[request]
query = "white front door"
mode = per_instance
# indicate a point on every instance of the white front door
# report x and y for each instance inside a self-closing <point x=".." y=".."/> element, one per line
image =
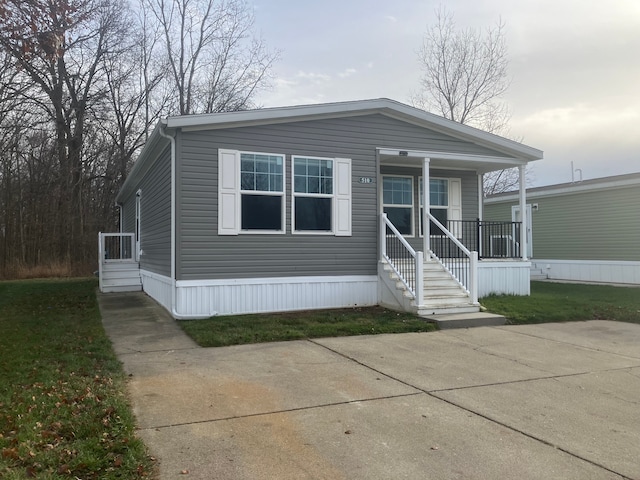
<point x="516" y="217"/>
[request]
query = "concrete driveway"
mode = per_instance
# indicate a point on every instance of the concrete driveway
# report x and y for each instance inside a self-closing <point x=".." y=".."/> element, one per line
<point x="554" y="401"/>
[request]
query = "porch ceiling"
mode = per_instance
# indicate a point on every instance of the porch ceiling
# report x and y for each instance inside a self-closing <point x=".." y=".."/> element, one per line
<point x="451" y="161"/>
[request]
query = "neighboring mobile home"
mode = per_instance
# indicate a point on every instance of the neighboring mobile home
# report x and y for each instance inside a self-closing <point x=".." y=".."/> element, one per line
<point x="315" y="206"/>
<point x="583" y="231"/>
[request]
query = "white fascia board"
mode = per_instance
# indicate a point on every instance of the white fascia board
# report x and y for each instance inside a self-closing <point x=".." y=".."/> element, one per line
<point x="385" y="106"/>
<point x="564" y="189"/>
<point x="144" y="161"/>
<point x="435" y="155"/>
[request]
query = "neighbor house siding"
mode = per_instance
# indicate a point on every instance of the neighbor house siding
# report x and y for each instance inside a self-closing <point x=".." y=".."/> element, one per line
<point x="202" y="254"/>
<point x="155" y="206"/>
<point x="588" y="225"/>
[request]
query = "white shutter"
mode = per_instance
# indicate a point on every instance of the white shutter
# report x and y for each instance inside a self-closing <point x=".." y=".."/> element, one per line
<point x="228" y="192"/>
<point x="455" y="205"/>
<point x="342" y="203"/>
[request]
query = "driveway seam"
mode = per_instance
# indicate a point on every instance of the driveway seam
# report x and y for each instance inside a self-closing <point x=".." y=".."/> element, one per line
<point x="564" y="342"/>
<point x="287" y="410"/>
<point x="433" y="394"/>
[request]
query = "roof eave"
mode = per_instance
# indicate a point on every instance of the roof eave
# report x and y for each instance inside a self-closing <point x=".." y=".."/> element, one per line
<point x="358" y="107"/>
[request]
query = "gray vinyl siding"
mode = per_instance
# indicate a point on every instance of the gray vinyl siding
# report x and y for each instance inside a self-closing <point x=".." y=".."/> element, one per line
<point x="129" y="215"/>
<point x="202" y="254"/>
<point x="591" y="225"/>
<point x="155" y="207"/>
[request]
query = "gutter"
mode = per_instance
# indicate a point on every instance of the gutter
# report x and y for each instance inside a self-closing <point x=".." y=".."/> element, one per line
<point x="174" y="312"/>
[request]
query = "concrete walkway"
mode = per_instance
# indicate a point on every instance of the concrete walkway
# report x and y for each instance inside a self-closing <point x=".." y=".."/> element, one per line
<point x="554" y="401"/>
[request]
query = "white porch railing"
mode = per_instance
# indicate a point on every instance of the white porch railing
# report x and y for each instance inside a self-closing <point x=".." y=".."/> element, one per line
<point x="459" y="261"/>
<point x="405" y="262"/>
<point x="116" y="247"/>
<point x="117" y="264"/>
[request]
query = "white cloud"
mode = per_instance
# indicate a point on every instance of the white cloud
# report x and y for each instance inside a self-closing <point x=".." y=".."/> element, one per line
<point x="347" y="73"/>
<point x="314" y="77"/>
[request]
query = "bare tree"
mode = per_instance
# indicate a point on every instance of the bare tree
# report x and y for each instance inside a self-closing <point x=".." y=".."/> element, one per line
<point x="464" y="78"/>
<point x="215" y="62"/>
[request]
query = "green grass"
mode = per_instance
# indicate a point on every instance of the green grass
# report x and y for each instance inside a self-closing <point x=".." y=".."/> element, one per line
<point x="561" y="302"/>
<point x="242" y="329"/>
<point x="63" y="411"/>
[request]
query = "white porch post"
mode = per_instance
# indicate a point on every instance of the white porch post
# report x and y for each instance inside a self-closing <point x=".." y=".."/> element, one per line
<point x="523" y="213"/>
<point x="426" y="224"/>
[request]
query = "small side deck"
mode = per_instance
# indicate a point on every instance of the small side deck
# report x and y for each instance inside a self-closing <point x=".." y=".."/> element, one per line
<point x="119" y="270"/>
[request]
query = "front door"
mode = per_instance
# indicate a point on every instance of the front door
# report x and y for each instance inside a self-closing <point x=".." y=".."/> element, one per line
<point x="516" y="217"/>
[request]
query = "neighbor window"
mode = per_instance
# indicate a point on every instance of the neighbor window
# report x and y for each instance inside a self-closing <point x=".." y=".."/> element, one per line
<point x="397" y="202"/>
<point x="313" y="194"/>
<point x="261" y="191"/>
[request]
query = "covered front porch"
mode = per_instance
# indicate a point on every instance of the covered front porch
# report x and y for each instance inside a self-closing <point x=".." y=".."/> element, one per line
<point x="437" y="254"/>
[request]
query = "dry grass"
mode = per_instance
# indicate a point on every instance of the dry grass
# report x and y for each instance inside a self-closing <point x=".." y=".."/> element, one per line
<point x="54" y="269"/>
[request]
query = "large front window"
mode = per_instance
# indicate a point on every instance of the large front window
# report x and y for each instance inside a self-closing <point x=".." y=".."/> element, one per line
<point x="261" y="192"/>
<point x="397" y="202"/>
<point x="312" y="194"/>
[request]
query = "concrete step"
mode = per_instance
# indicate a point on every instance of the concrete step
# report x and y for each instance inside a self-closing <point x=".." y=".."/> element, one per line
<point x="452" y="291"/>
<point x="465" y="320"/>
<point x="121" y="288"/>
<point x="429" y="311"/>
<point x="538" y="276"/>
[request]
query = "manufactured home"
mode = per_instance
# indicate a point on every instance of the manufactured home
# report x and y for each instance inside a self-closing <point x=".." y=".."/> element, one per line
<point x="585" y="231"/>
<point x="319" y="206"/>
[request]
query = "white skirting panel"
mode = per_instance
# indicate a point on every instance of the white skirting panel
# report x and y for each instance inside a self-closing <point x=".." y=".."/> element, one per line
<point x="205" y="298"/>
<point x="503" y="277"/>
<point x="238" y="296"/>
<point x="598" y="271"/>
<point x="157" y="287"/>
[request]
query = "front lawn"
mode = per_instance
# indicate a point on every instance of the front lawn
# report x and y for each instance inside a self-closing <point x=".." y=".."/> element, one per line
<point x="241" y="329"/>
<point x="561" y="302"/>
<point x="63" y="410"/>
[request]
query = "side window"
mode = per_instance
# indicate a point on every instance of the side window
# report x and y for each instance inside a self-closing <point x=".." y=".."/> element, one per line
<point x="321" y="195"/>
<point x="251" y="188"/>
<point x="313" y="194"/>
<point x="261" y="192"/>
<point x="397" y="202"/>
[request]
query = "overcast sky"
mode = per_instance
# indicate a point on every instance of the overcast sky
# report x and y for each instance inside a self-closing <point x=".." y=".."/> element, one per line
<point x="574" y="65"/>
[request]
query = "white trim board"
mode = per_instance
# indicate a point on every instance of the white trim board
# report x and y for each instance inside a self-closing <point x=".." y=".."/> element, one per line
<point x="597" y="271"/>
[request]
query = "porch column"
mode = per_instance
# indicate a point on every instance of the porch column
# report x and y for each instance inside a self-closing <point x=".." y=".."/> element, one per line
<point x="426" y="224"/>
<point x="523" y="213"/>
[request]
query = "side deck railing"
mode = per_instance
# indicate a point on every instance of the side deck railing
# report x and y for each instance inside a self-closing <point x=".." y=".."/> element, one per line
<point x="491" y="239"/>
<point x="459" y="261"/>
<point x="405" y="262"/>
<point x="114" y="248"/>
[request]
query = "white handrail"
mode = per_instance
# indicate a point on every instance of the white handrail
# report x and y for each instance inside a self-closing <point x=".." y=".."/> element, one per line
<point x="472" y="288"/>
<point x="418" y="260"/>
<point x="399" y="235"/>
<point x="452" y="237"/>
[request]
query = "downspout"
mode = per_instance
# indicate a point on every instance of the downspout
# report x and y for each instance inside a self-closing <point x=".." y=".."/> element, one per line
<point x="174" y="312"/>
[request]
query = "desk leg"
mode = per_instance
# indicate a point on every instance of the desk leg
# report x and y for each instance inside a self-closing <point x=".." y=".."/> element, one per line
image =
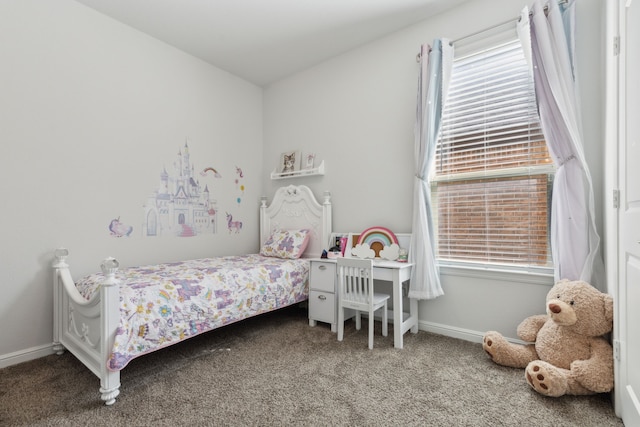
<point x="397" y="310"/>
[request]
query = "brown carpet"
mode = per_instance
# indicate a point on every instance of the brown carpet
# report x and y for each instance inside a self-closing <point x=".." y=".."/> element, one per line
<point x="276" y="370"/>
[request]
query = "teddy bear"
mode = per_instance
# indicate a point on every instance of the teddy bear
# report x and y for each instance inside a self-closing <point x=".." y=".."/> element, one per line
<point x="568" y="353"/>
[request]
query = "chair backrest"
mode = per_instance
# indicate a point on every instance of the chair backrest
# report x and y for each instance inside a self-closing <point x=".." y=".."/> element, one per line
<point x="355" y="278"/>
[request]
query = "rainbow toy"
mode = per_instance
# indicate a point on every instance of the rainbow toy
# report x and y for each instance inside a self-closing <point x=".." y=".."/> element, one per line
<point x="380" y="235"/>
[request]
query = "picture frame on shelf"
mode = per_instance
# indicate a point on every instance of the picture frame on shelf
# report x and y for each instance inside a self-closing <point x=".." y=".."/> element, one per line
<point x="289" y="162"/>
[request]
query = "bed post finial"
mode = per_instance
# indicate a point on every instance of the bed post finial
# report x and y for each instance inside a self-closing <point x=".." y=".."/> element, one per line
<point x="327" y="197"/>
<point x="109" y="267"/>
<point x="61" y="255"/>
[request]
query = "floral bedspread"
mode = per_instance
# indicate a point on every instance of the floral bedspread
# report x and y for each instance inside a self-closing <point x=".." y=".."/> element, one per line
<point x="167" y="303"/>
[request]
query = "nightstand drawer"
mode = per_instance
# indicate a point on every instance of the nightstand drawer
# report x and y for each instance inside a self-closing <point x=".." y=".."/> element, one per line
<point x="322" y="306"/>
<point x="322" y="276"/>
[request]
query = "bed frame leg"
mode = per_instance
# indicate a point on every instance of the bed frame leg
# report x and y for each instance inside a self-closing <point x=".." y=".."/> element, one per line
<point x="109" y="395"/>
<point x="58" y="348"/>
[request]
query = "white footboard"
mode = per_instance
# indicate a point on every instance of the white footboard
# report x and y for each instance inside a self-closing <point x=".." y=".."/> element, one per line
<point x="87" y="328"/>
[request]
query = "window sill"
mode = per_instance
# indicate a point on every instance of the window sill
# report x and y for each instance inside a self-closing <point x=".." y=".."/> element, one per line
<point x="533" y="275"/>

• WORK REQUIRED:
Please count the lines in the entries above that contain the string "small", and reply with that number alone.

• FINISHED ANSWER:
2